#### Written instruction:
Carry the forum thread about moving to Australia forward from its last post, the reply about Melbourne's public transport.

#### Selected text:
There's a service called Unblock-Us.com, which is a godsend. Basically it's a proxy service that is able to bypass the foreign IP restrictions for Netflix and Hulu (and a variety of other sites - you can stream off of network websites too for example). For Netflix it even lets you change what country you want so you can see the local content for that country - I typically have it set to US but sometimes I want to watch British shows, so I can set it to UK and have access to the UK Netflix, which has a wider variety of British TV. It's $5/month but it's totally worth it.


----------



## findraj (Sep 24, 2012)

Reminds me I still have to work out what to do with my Cocker Spaniel....He has lived with me more than 6 months in India. I got him from Detroit and according to the Customs I have to quarantine him for a month once he reaches Aus but...If the Pet is residing in HR Country, then he cannot be brought directly to Australia, he has to be quarantined for 6 months in any listed LR Country and then quarantined for a month in Aus..

Too much stress for the little one..

Do you have a pet?


----------



## ozbound12 (Mar 23, 2012)

findraj said:


> I agree, it seems besides clothes, I wouldnt bring anything.


I haven't had any problems finding clothes here. It's definitely more expensive than the States though. I was in Kuala Lumpur a couple weeks ago (thank you cheap Air Asia flights!) and I was like a kid in a candy store with all their malls and (relatively) cheap shopping. Seems I'm not the only person from Australia who does that because I heard a lot of Aussie accents at the malls!

Cars are insanely expensive here. We paid about $13k for a 2009 Toyota Corolla and that was with a dealer discount!


----------



## AnfieldKnight (Jan 30, 2013)

Comparing cars from Singapore.. They can costs more than S$110K for a Toyota or Honda 1.6L
So cars will be like heaven for those move from Singapore..


----------



## findraj (Sep 24, 2012)

ozbound12 said:


> I haven't had any problems finding clothes here. It's definitely more expensive than the States though. I was in Kuala Lumpur a couple weeks ago (thank you cheap Air Asia flights!) and I was like a kid in a candy store with all their malls and (relatively) cheap shopping. Seems I'm not the only person from Australia who does that because I heard a lot of Aussie accents at the malls!
> 
> Cars are insanely expensive here. We paid about $13k for a 2009 Toyota Corolla and that was with a dealer discount!


Yeah, thats what I meant..

Must do something about the car though..Might have to live on public transit for a while


----------



## ozbound12 (Mar 23, 2012)

findraj said:


> Yeah, thats what I meant..
> 
> Must do something about the car though..Might have to live on public transit for a while


Not sure where you're planning on ending up, but I find Melbourne's public transport system to be fairly decent. The city is also very bike-friendly.

#### Information given:
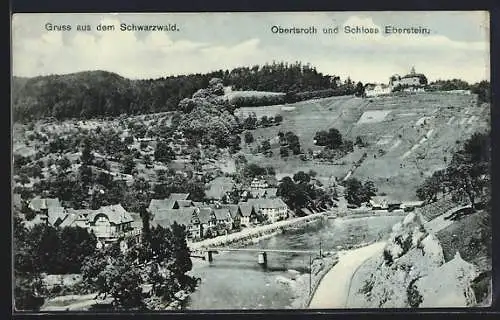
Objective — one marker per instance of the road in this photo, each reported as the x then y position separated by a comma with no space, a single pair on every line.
333,289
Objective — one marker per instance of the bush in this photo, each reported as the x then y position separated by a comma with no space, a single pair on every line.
388,257
414,297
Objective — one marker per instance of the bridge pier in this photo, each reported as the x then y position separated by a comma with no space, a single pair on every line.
262,259
208,256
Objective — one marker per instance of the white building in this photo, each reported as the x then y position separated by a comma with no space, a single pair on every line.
377,90
273,209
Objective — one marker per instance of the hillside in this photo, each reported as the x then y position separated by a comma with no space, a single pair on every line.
91,94
408,136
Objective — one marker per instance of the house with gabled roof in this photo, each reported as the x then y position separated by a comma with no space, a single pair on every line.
224,218
219,187
179,196
56,215
186,216
248,213
109,223
183,204
274,209
236,215
208,221
40,206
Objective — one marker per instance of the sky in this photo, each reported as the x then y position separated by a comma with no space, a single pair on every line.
457,46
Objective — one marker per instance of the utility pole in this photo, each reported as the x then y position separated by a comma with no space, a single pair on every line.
310,275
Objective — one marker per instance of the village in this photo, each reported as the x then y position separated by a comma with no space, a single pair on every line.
187,183
203,220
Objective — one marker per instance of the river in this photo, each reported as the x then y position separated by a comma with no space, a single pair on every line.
234,280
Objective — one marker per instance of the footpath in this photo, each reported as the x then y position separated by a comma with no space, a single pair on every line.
333,289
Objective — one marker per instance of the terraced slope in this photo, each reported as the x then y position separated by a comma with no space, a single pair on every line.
409,136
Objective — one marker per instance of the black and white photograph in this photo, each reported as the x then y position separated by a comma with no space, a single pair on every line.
250,161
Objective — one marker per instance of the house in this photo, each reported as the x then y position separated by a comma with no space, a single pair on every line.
248,213
219,187
411,80
411,205
41,206
270,192
274,209
174,201
109,223
208,221
183,204
17,201
377,90
179,196
182,216
224,218
258,184
76,218
264,193
384,203
306,211
56,215
236,215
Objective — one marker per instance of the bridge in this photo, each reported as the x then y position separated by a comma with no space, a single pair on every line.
262,252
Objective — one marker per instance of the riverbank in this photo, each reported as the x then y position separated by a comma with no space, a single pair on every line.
255,234
375,213
332,291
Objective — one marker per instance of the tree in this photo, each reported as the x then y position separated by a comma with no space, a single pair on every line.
182,260
164,153
278,118
87,155
356,193
248,137
253,170
64,164
111,273
331,139
301,177
264,121
284,152
360,89
128,164
293,142
265,146
75,245
468,172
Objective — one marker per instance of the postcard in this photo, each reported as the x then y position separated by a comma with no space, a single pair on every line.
251,161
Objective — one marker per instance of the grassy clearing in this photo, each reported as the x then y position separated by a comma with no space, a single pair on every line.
412,140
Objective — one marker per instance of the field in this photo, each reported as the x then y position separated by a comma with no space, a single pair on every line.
408,137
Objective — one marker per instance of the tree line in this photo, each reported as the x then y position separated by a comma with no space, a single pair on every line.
99,93
467,174
482,88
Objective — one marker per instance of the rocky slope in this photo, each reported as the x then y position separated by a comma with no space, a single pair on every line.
412,272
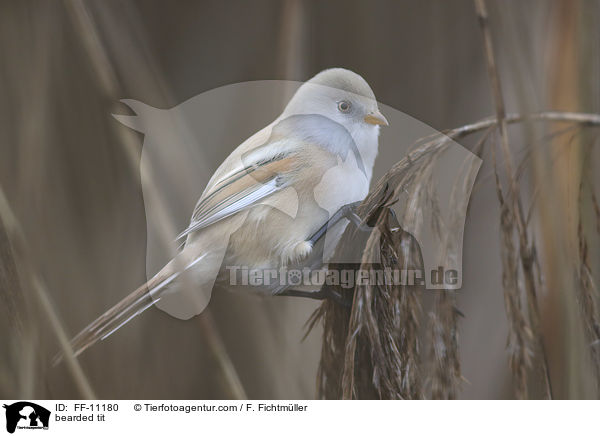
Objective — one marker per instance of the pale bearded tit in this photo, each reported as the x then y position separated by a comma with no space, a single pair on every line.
269,203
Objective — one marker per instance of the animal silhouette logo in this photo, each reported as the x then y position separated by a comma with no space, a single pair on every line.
26,415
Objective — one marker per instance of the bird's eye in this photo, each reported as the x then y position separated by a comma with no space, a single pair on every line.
344,106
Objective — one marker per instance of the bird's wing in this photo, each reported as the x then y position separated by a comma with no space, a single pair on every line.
259,176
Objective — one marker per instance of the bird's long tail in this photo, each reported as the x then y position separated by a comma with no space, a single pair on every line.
124,311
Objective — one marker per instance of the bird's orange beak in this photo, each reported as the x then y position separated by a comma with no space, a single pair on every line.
376,118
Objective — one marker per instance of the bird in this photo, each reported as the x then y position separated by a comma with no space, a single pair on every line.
269,203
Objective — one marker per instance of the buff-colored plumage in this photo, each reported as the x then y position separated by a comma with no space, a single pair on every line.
267,198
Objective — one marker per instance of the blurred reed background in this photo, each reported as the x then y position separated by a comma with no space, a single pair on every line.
72,230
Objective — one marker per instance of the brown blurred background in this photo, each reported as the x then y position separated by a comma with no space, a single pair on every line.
65,165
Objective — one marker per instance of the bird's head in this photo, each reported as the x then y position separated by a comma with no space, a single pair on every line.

#### Output:
----------



## findraj (Sep 24, 2012)

ozbound12 said:


> Not sure where you're planning on ending up, but I find Melbourne's public transport system to be fairly decent. The city is also very bike-friendly.


Sydney mostly..


----------



## UStoAusi (Nov 14, 2012)

What would be a good and cheap way of sending some heavy boxes from US to Australia?


----------



## UStoAusi (Nov 14, 2012)

findraj said:


> I agree, it seems besides clothes, I wouldnt bring anything.
> 
> It is possible you might like a furnished home but cant take it as you have a lot of it waiting at the Dock for you to collect it.
> 
> ...


Benz in Ausi will cost much much more than here in NA. I have bimmer which I would like to take irrespective to shipping cost but left vs right hand kills the deal.


----------



## expa2020a (Feb 13, 2013)

Thanks ..will check it out 


ozbound12 said:


> There's a service called Unblock-Us.com, which is a godsend.


----------



## crazylegs (Feb 2, 2013)

have you tried unotelly web site you can get netflix from many different countries with this service.


----------



## ozbound12 (Mar 23, 2012)

crazylegs said:


> have you tried unotelly web site you can get netflix from many different countries with this service.


You can do that with Unblock-Us as well. I think they're competing services so try which one works best for you!


----------



## S58cRenu (Dec 29, 2012)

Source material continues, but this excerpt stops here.